課題 — 鎮静剤投与で男児が死亡した事故の記事を、最後の文の後から書き継ぐこと。

提示文 —
東京女子医大病院(東京都新宿区)で2014年2月、鎮静剤「プロポフォール」を投与された男児(当時2歳)が死亡した事故で、警視庁は、同病院中央集中治療部(当時)の元副運営部長(60)ら麻酔科医の男6人を業務上過失致死容疑で21日に東京地検に書類送検する方針を固めた。長時間に及ぶ投与で重い副作用が出る可能性を認識できたのに、投与開始後の安全管理を怠ったと判断した。
捜査関係者によると、6人は14年2月18~21日の約70時間にわたり、集中治療室(ICU)で男児にプロポフォールを点滴投与し、心電図の異常や尿の減少などの容体変化があったにもかかわらず適切な処置を怠り、プロポフォールの副作用に伴う急性循環不全で21日夜に死亡させた疑い。

提供情報 —
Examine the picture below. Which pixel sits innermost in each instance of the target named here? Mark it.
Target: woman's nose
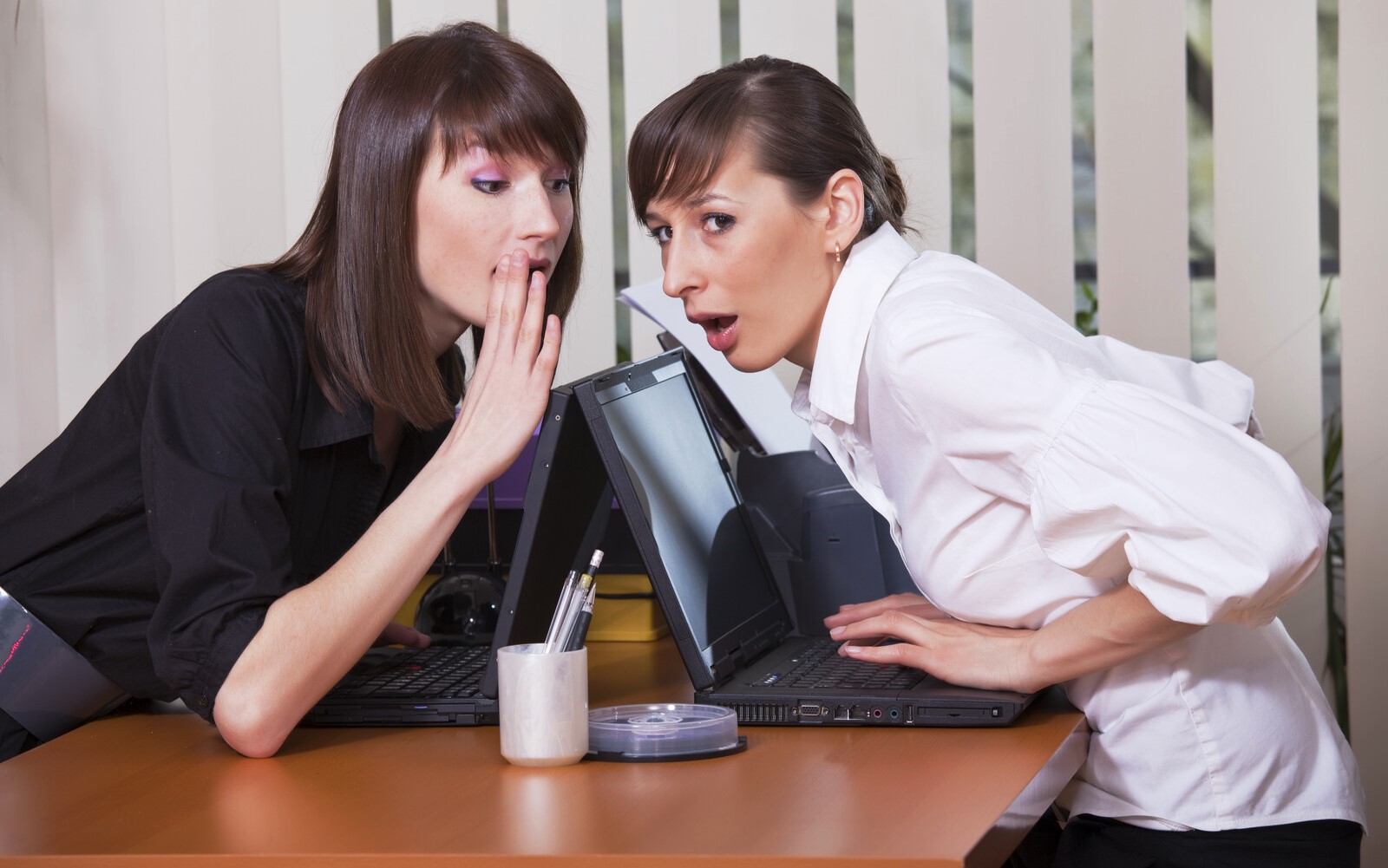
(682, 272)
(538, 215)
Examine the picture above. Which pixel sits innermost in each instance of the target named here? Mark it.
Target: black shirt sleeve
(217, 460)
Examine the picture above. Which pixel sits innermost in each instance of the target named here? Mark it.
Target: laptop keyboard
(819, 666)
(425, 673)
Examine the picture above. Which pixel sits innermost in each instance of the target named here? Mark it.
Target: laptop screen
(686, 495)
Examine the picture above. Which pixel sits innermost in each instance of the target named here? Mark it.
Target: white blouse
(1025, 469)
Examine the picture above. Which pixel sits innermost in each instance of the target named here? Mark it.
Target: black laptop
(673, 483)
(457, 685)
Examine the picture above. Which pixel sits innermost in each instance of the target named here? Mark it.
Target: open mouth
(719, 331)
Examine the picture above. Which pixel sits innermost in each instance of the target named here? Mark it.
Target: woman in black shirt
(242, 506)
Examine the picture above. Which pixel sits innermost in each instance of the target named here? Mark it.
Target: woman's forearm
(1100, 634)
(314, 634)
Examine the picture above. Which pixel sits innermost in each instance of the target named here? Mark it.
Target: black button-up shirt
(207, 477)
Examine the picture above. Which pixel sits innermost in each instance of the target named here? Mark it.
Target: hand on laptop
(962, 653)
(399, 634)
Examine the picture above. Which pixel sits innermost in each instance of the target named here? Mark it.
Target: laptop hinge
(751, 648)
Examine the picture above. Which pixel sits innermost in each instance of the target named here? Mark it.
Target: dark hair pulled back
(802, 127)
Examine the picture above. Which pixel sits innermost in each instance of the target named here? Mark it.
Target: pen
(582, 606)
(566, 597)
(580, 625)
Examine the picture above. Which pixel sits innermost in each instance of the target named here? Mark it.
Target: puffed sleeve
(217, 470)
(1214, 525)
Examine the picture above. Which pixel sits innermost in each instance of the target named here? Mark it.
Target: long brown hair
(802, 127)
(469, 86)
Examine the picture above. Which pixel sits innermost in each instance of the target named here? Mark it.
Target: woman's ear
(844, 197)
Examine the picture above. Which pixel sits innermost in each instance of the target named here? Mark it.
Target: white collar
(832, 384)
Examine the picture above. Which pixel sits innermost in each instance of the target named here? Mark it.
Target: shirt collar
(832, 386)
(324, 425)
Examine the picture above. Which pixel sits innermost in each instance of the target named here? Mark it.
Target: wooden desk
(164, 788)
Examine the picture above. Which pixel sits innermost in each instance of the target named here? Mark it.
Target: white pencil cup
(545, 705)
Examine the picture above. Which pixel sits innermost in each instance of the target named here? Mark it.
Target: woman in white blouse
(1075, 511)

回答 —
男児は同18日、首にできた良性の腫瘍に薬剤を注入するなどの約7分間の手術を受け、ICUで人工呼吸器を付けて経過観察中だった。痛みなどで体を動かすと人工呼吸器が外れる恐れがあるとして、元副運営部長がプロポフォールの使用を決め、他の5人が容体の管理などを担当していた。
プロポフォールは、使用上の注意をまとめた添付文書で、ICUで人工呼吸中の小児患者への投与が「禁忌」とされていたが、法的な拘束力はなく、医師の裁量に任されていた。文献などでは投与開始から48時間を超えると副作用のリスクが高まるとされ、男児への投与量は成人の許容量の約2・7倍に達していた。
同病院の事故調査委員会は15年2月にまとめた報告書で、プロポフォールの長時間・大量投与による副作用が直接の死因と結論付け、医師団の用法・用量への認識が不十分だったなどと指摘。厚生労働省は同年、同病院について、高度な医療を担う「特定機能病院」の承認を取り消した。警視庁は、病院側から届けを受けて捜査していた。